(Problem to work on):
Repeat the data in full and exactly. Leave the pictures out.

Data items:
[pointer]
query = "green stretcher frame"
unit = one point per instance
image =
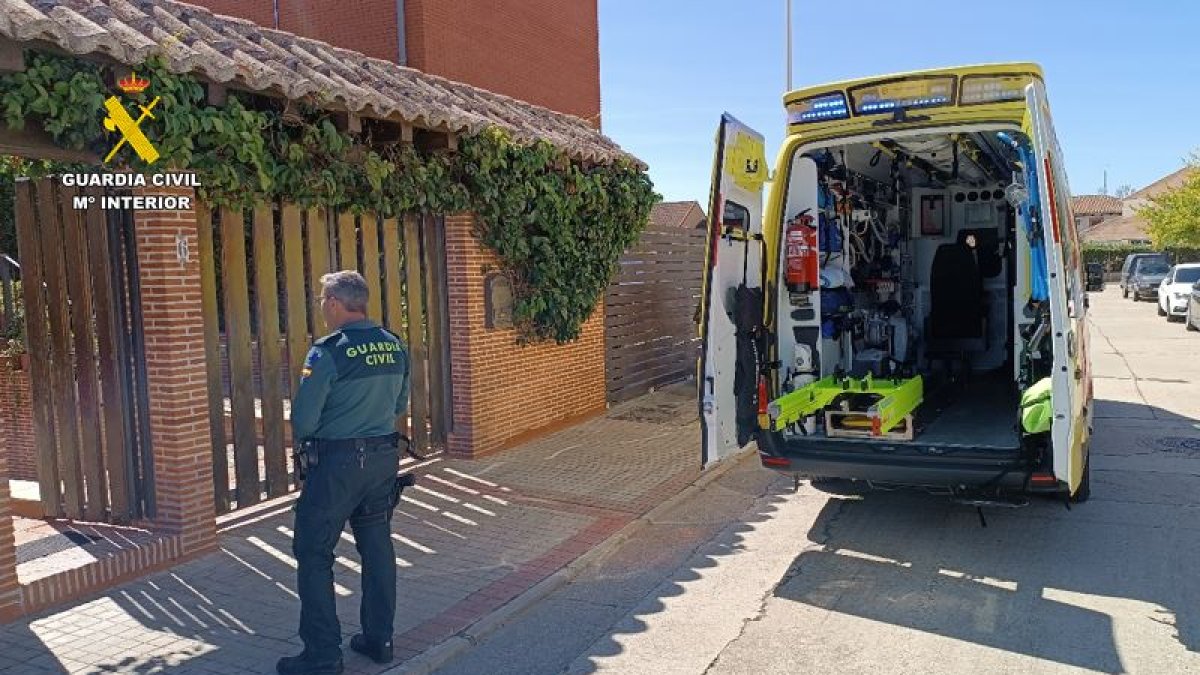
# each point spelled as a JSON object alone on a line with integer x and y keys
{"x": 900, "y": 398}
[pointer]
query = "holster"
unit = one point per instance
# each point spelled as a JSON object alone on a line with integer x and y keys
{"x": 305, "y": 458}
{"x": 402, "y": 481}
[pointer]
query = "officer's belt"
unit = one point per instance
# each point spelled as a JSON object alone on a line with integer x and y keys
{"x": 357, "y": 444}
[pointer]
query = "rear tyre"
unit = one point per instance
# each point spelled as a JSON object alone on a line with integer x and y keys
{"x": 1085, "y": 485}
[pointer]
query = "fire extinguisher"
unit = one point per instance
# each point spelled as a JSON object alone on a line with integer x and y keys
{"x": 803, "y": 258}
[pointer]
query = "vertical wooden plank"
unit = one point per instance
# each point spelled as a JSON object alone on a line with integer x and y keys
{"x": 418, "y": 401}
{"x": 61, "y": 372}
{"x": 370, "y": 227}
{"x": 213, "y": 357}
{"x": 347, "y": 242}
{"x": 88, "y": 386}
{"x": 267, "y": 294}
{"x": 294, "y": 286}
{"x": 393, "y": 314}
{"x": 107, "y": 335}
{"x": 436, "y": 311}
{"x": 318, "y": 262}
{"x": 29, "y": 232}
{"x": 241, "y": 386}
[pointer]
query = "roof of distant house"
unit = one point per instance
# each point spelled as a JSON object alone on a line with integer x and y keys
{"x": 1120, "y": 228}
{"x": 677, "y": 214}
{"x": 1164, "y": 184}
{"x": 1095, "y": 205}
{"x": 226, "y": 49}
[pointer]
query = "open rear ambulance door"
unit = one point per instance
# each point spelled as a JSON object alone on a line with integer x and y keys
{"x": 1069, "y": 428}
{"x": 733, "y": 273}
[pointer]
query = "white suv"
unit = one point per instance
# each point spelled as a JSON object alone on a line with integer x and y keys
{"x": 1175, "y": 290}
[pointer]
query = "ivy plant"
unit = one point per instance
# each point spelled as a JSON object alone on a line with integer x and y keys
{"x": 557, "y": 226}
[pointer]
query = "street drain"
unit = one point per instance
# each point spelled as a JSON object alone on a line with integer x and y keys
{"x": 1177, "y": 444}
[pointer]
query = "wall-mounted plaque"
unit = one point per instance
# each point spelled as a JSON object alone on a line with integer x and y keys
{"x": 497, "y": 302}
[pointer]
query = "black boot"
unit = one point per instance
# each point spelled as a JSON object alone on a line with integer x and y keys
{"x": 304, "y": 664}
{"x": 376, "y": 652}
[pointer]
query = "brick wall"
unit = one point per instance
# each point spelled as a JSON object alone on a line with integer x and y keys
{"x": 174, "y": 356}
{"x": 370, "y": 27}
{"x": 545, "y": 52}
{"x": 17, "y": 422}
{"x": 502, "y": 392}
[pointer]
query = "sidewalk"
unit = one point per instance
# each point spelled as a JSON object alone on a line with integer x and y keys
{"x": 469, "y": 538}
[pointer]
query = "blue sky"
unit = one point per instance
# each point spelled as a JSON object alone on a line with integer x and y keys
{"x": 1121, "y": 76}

(Answer box):
[pointer]
query = "green stretcher frame"
unit = one point per instance
image =
# each point spelled as a JSON object alone on a line with integer x and y keys
{"x": 900, "y": 398}
[pointer]
query = "holster"
unit = one point per instance
# each point spelled as a JSON object alone on a line with integer x and y keys
{"x": 305, "y": 458}
{"x": 402, "y": 481}
[pointer]
query = "officer's belt"
unit = one point per instance
# each point spelled as a JSON object alone on a line with integer x and y keys
{"x": 357, "y": 444}
[pointer]
query = "rear tyre"
unit = one point per instance
# each point spelled as a JSON object alone on a line with integer x and y keys
{"x": 1085, "y": 485}
[pointer]
query = "fire extinguisher"
unit = one point per instance
# each point spelled as a JSON object alone on a line with integer x and y keys
{"x": 803, "y": 258}
[pointer]
query = "vertical wooden plank"
unit = one point per instance
# each point spelled as a JSON object alone on a line with integer x and y keys
{"x": 418, "y": 401}
{"x": 61, "y": 372}
{"x": 370, "y": 227}
{"x": 213, "y": 357}
{"x": 347, "y": 242}
{"x": 88, "y": 386}
{"x": 267, "y": 294}
{"x": 294, "y": 286}
{"x": 393, "y": 314}
{"x": 107, "y": 335}
{"x": 436, "y": 311}
{"x": 318, "y": 262}
{"x": 29, "y": 232}
{"x": 241, "y": 386}
[pointer]
query = "roof of distant house"
unit = one point per instance
# each point spelled as a JSON object alone on a line with integer x and y keys
{"x": 1120, "y": 228}
{"x": 677, "y": 214}
{"x": 1164, "y": 184}
{"x": 1095, "y": 205}
{"x": 226, "y": 49}
[pointer]
query = "open rear ambulance door"
unit = one point per instance
# each point spelled as a JSON object alone on a line with integer x and y keys
{"x": 1069, "y": 428}
{"x": 733, "y": 273}
[pointer]
query = "white suv"
unit = one point per instance
# each point spelled as a JSON object alone on a line with integer x and y keys
{"x": 1175, "y": 290}
[pointer]
query = "ivy plant"
unit = one point per instance
# each point spelled as a JSON object alone on a line with integer x and y keys
{"x": 557, "y": 226}
[pointer]
query = "street drain"
unit = one point per instance
# each point spelled as a JSON object alone on a line with integer x and y keys
{"x": 1177, "y": 444}
[pointer]
query = "wall-mounted plaque"
unit = one point per instance
# each point spelled as a JSON object alone on a line with integer x and y keys
{"x": 497, "y": 302}
[pointer]
query = "black boot"
unit = one point per instance
# each point spelled as a JSON object alone on a line with integer x and y keys
{"x": 304, "y": 664}
{"x": 376, "y": 652}
[pointer]
query = "brick wall"
unit = one point per instance
# each point spelled as a JSON object alone on a line with integer x and y keys
{"x": 174, "y": 356}
{"x": 370, "y": 27}
{"x": 545, "y": 52}
{"x": 17, "y": 422}
{"x": 502, "y": 392}
[pointer]
query = "sidewalk"
unit = one point per instance
# each point spelled as a JSON object alone on a line with integer x and y keys
{"x": 469, "y": 538}
[pointer]
query = "blue sky"
unit = one point per instance
# each point spelled as a JSON object alone on a line with integer x and y keys
{"x": 1121, "y": 76}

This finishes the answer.